··· EXERCISE MATERIAL
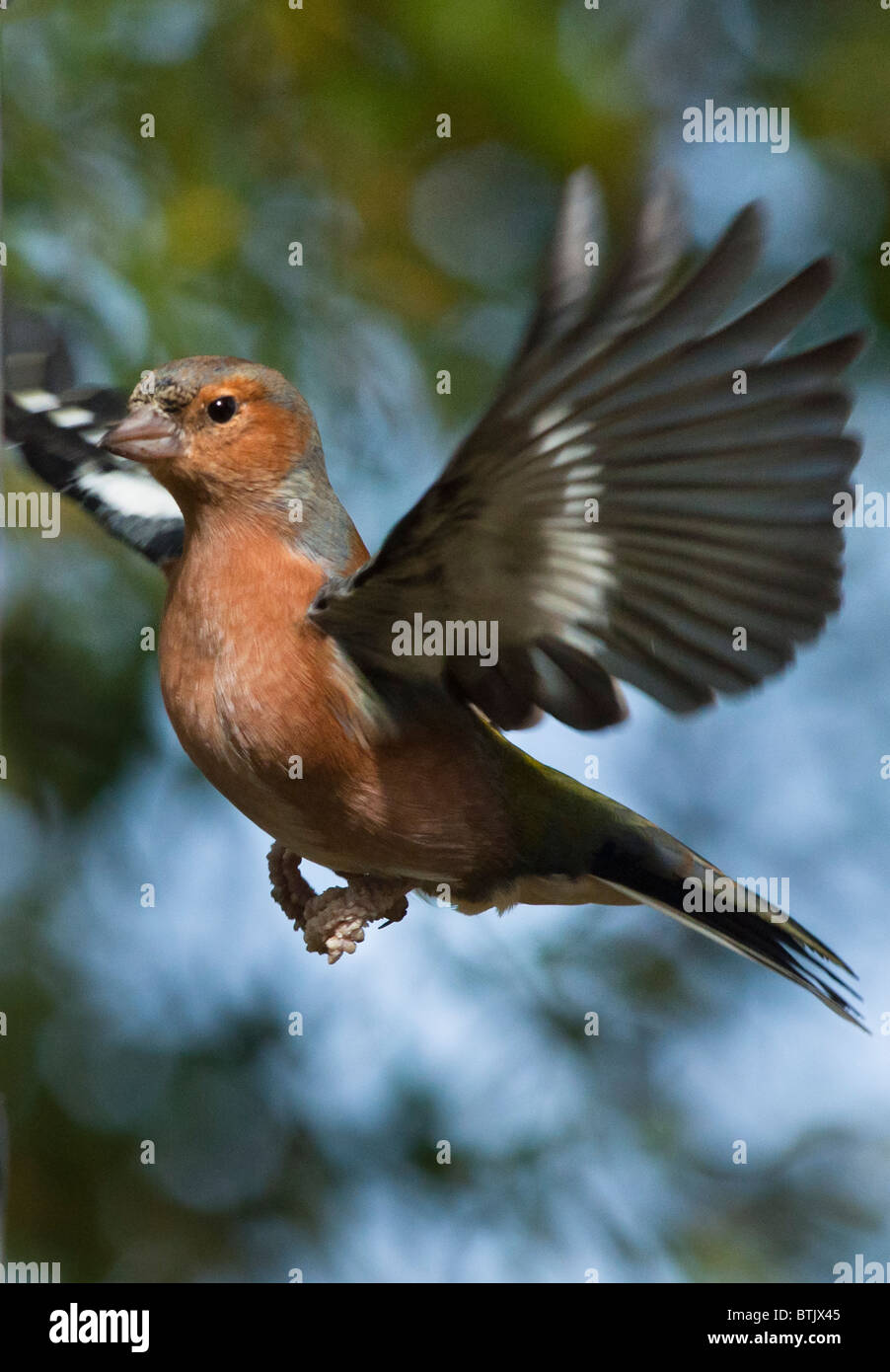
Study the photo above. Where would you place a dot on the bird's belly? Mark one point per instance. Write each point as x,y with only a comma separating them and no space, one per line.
415,808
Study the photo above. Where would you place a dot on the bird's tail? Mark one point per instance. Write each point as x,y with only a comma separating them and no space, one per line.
609,854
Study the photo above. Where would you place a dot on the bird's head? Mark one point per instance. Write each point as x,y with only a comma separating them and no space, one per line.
221,429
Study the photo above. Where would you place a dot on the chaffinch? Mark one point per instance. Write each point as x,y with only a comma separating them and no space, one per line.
647,498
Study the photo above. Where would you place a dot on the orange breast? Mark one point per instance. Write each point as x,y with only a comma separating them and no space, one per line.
278,721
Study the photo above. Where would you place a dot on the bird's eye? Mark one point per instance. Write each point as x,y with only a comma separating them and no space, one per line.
222,409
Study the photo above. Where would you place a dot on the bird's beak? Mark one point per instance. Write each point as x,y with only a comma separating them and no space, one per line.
144,436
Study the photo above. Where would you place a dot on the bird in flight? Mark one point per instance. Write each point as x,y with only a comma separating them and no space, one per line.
649,499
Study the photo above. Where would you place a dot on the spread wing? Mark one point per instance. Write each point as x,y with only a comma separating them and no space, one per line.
650,495
56,428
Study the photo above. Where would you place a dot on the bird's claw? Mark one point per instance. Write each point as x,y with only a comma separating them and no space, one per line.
334,922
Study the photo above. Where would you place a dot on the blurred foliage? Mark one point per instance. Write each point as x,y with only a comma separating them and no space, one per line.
276,125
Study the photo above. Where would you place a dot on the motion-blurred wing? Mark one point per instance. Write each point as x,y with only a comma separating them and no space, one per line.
644,488
58,426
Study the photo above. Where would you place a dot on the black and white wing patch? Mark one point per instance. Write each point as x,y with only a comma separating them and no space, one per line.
58,428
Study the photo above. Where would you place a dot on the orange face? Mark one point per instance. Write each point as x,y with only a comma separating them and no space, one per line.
213,428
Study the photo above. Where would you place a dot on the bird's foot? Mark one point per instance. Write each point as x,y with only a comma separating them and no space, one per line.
288,883
334,921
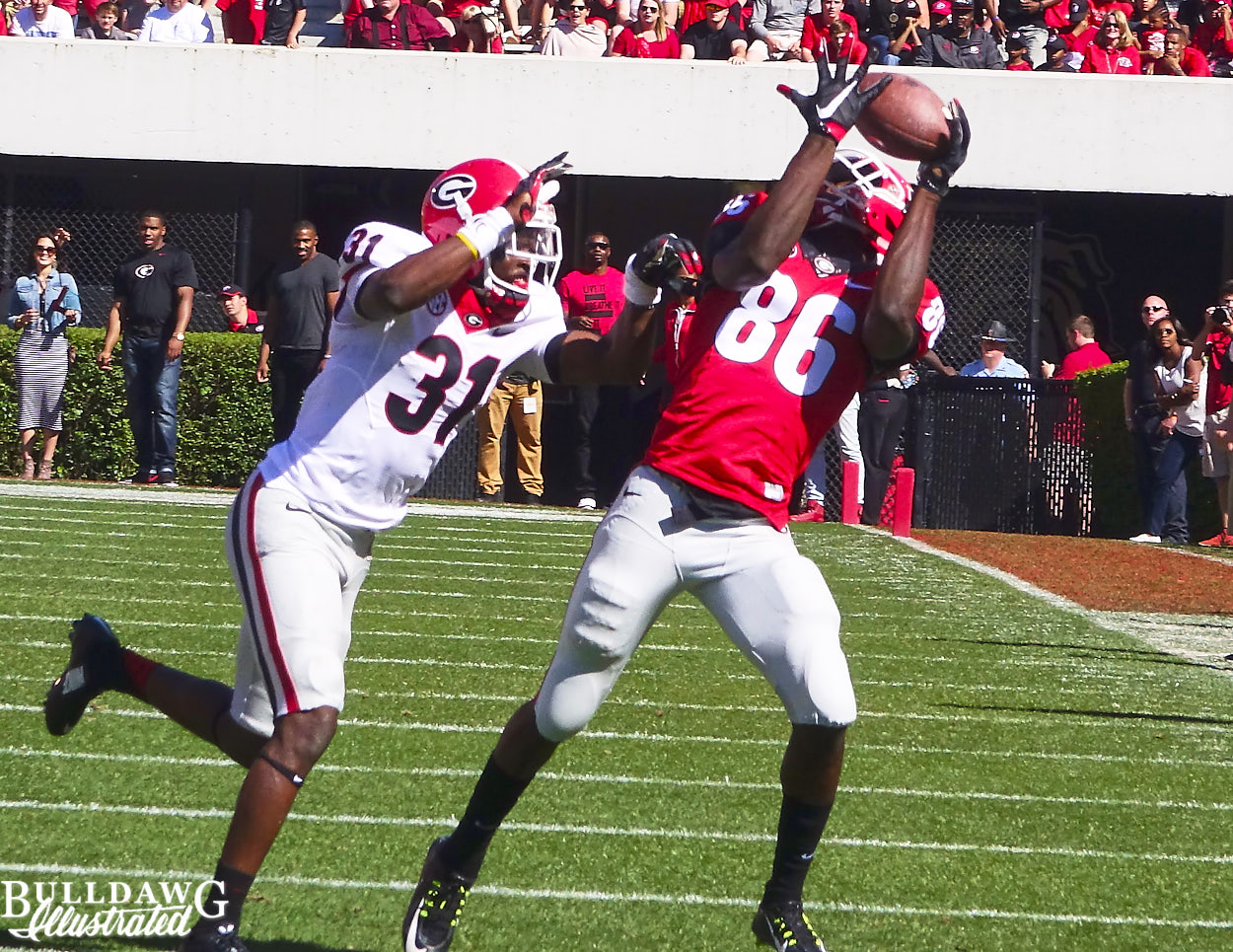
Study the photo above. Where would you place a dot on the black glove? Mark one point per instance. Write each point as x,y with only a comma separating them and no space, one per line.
657,264
936,173
553,168
836,103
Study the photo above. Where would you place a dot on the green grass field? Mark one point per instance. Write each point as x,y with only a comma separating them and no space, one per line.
1019,778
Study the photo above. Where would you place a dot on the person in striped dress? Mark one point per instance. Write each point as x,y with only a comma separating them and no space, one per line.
42,305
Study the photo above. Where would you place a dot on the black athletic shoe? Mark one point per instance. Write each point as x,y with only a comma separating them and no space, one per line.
435,906
785,928
95,665
203,937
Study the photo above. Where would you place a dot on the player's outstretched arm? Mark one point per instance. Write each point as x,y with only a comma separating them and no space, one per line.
420,276
624,353
891,329
751,256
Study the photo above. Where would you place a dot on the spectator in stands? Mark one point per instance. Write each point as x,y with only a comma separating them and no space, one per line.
243,21
177,21
1016,53
592,297
521,399
1213,36
572,35
133,13
477,30
1083,354
1179,59
43,20
42,305
992,360
398,25
1114,49
649,37
1150,35
241,319
1143,422
1178,369
1217,334
103,26
887,24
152,304
718,37
818,29
960,43
1025,19
1055,52
295,345
774,30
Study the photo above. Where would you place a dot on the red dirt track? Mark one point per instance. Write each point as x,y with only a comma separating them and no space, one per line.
1106,575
······
After locating the line with "on the player's", please repeat it and every line after it exactly, through the end of the data above.

▸ ANSWER TO THIS EXERCISE
Study the photo above. Where would you place a dot on the player's outstretched arm? Mark one point per instance. Write each point as x,y with only a comma separating them and no space, one per line.
420,276
624,353
891,329
751,256
Study the photo above. Where would you place a dot on the spectator in stands? Mark one point per instance. Write each point as x,y with only a comma separating them and no space, one per line.
243,21
177,21
1016,53
592,297
521,399
1213,36
572,35
133,13
477,30
1083,354
1179,59
43,20
42,305
992,360
398,25
1114,49
649,37
1150,35
241,319
1143,422
1178,369
1217,334
103,26
887,24
152,304
718,37
818,29
960,43
1025,19
1055,52
295,345
774,30
Study the photo above. Where would you place a dot on the red dirt track? Mark one point per instance. Write each point as x,y with only a comma separating them and no space, one per line.
1106,575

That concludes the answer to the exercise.